_TEXT SHOWN_
________________________

Pressure's off for Protestants now that they're not the majority

I have more experience being a minority than you might think would be the case with a tall white American male in his 60s.

I once attended a grammar school in India in which I was the only American. I also have attended many worship services of religions not my own. Beyond that, how many German/Swedish-American Cubs fans do you know?

So I'm prepared to be a Protestant today in America, where, for the first time in our national history, we Protestants no longer make up a majority of our population, a new study shows.

Not too many decades ago, the United States was a landslide for Protestantism. We ruled. Quite literally.

Thank God those days are over, though I think a U.S. Supreme Court with six Catholics and three Jews seems a little unrepresentative. But I don't want you Catholics feeling sorry for me just because Protestants today make up only a plurality of the American religious landscape, not a majority.

I feel about this turn of events the way I feel about the world entering what many scholars call the post-Christian era: I feel relieved. I feel glad not to be in charge any more. I feel liberated and I think the church now is freer to be the church.

When we Protestants ran the country, we did much good, but there was a disastrous tendency to confuse religion with patriotism. We often thought our duties as citizens were somehow automatically in harmony with our religious obligations as disciples of Jesus Christ.

So it was difficult for us to offer useful, penetrating critiques of our culture, our government and our national traditions. For instance, some Protestants went bonkers when the Supreme Court declared organized prayer in public schools unconstitutional. Beyond that, we began to act as if capitalism were a divinely ordered economic system and that criticizing it for its tendency to oppress people in various ways was heresy. Heck, even acknowledging that tendency often still is seen as heresy.

________________________

_INSTRUCTIONS TO FOLLOW_
In the text about Protestants no longer being the majority, why did Protestants find it difficult to offer useful critiques of their culture, government and national traditions? Answer in one to three sentences.

_Data entries_

________________________

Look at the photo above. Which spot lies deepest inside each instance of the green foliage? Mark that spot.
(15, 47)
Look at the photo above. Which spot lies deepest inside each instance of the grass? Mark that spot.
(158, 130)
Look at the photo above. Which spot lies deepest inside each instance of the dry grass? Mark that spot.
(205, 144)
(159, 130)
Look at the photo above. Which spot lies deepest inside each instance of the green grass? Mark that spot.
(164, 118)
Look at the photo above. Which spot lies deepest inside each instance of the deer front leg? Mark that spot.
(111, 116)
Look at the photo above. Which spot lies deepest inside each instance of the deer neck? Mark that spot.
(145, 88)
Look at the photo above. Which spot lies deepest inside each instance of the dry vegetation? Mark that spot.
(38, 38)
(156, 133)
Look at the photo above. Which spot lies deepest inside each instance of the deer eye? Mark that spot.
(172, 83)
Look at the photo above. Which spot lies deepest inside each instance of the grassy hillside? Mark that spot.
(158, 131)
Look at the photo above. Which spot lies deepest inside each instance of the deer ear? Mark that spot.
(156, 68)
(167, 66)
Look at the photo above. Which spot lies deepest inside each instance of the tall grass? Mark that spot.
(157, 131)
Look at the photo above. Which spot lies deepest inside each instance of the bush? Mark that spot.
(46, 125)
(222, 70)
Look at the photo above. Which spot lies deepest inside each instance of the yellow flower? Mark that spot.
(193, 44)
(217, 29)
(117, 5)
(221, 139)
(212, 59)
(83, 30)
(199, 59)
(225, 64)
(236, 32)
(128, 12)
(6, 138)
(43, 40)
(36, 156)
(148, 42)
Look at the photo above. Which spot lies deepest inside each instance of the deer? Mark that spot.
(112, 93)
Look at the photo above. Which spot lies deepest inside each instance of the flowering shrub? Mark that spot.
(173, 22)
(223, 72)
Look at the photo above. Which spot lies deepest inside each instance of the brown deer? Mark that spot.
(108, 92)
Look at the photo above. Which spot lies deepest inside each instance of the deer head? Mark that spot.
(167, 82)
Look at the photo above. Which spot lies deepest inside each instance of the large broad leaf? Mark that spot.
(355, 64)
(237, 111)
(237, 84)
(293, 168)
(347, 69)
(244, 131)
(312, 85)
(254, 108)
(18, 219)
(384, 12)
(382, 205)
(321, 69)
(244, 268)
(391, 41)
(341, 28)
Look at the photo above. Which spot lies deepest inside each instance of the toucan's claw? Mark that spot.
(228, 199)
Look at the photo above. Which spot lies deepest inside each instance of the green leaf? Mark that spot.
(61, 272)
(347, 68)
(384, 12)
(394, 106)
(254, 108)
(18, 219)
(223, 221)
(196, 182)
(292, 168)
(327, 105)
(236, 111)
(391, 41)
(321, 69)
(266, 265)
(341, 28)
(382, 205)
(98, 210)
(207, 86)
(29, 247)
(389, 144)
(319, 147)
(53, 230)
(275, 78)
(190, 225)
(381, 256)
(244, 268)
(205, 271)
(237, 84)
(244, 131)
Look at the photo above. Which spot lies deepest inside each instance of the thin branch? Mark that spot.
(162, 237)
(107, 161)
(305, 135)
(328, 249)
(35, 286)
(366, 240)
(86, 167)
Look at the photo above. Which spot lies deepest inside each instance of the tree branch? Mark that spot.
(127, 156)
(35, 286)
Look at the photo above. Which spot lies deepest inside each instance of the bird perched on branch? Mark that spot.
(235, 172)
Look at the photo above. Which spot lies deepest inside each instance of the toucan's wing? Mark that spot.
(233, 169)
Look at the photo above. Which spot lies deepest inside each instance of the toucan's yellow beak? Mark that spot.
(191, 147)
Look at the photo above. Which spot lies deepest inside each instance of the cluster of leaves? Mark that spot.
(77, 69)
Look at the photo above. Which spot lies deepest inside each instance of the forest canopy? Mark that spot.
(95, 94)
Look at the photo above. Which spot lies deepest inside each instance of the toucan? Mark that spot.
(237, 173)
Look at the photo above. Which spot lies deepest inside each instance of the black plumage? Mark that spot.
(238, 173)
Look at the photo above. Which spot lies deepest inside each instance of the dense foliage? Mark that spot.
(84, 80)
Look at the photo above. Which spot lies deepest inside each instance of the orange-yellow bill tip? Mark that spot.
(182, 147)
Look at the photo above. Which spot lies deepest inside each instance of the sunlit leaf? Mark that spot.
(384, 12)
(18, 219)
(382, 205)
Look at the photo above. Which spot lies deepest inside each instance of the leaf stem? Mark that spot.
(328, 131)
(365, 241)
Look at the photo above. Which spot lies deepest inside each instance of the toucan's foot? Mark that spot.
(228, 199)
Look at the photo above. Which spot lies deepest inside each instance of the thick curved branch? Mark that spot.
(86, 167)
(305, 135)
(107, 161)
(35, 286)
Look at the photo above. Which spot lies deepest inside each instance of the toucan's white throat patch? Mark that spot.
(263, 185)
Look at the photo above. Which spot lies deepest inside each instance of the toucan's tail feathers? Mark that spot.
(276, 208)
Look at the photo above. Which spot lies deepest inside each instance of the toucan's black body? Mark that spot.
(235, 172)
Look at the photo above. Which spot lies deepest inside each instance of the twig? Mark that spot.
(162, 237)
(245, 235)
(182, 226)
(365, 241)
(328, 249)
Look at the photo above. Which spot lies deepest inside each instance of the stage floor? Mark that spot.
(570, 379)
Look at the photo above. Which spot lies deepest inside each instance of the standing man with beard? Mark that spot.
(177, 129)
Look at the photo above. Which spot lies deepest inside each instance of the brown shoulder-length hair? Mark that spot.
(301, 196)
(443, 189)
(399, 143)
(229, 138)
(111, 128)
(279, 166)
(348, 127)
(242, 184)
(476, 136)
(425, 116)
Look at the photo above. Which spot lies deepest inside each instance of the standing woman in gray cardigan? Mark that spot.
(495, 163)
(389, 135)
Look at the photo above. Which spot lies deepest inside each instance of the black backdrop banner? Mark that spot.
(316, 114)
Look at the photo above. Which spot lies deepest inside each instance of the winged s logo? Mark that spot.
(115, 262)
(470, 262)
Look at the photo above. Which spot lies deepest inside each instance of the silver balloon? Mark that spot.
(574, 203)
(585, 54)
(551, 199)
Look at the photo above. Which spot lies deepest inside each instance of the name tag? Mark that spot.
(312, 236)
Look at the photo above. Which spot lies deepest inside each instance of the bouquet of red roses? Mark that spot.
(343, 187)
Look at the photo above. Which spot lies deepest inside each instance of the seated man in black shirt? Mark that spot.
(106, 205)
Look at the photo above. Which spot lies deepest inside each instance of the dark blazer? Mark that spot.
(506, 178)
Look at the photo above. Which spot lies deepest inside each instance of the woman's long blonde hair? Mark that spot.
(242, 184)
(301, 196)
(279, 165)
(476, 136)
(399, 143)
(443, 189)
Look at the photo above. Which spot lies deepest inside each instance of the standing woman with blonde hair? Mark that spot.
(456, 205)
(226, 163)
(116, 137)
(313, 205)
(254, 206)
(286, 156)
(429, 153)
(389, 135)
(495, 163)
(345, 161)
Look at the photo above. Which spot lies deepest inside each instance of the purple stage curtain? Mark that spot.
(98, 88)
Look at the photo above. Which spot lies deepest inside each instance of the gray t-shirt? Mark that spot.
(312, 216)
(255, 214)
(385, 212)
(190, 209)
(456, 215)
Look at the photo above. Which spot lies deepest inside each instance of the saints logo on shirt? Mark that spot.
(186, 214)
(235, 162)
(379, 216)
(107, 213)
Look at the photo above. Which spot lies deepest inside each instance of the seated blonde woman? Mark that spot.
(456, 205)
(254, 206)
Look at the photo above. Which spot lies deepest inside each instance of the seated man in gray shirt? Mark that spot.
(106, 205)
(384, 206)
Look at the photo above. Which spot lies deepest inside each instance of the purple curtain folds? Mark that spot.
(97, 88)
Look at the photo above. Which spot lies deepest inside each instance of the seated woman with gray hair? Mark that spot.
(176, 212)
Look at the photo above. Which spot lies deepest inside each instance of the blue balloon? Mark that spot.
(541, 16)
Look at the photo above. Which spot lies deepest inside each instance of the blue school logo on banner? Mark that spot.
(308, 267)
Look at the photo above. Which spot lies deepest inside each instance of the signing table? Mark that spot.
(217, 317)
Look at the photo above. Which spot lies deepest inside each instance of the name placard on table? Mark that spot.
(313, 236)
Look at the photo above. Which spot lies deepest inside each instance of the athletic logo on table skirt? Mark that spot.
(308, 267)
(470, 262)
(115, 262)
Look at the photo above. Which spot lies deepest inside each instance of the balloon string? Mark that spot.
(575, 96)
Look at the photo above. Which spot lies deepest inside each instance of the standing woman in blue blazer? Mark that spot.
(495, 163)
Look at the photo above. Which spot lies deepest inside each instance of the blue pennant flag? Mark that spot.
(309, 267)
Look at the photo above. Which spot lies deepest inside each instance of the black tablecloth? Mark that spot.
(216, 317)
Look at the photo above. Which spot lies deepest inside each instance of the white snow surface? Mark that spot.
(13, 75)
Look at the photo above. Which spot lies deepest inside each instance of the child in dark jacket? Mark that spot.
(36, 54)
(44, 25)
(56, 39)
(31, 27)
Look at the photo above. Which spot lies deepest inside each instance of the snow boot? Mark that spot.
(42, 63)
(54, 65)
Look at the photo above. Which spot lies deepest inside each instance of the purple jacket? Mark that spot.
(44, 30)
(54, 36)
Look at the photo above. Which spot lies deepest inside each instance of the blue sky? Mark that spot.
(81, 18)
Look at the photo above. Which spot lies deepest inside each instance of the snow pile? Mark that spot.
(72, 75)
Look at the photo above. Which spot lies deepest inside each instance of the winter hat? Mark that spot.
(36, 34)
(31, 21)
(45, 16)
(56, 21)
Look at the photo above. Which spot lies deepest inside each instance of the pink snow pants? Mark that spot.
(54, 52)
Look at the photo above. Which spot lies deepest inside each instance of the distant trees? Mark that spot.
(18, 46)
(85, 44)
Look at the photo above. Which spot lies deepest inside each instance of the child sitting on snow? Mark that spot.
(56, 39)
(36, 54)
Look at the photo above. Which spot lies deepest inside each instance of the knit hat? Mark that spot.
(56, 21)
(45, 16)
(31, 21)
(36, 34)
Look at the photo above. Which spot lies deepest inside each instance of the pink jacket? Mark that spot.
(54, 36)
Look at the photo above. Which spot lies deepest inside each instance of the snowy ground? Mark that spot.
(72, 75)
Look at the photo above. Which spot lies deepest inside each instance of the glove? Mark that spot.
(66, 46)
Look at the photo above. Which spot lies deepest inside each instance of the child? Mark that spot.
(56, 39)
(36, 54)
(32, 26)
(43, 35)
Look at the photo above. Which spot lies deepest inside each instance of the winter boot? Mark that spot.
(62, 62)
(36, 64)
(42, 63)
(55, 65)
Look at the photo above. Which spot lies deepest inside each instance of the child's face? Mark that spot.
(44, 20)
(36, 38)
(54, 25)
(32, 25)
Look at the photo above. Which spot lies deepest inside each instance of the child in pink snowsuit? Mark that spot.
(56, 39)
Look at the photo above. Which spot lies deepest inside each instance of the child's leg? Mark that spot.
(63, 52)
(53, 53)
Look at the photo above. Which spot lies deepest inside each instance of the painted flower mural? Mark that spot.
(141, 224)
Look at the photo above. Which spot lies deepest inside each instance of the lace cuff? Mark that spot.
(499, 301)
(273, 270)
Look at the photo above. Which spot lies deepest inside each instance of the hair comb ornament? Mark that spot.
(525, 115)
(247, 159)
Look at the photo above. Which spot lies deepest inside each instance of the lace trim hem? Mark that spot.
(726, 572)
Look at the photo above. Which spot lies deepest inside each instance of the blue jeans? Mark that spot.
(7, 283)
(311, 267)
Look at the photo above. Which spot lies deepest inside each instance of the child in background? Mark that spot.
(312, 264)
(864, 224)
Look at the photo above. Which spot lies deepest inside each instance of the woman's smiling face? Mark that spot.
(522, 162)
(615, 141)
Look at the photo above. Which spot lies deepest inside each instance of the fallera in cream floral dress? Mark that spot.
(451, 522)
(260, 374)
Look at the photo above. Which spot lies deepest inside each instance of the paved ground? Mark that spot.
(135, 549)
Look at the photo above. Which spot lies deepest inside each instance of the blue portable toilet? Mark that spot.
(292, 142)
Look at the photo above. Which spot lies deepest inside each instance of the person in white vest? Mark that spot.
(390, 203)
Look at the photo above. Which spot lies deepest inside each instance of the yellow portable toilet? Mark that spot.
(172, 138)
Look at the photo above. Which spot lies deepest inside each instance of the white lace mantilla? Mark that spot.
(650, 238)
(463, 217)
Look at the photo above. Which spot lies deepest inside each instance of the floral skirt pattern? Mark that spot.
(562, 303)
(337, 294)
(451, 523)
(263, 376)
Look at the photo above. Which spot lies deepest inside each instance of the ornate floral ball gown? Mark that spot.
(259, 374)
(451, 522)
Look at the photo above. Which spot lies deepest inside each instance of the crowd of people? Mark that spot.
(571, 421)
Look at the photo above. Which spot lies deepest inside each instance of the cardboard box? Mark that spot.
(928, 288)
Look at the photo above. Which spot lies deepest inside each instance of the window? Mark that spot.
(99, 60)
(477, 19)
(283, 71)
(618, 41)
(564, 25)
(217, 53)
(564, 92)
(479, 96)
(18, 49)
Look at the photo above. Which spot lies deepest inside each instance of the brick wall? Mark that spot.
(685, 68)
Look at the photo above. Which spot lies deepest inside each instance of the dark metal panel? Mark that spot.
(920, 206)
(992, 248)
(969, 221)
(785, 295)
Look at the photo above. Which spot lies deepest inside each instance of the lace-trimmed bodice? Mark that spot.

________________________

_RESPONSE BOX_
When Protestants ran the country, they tended to confuse religion with patriotism. They often assumed that their duties as citizens were automatically in harmony with their religious obligations as disciples of Jesus Christ.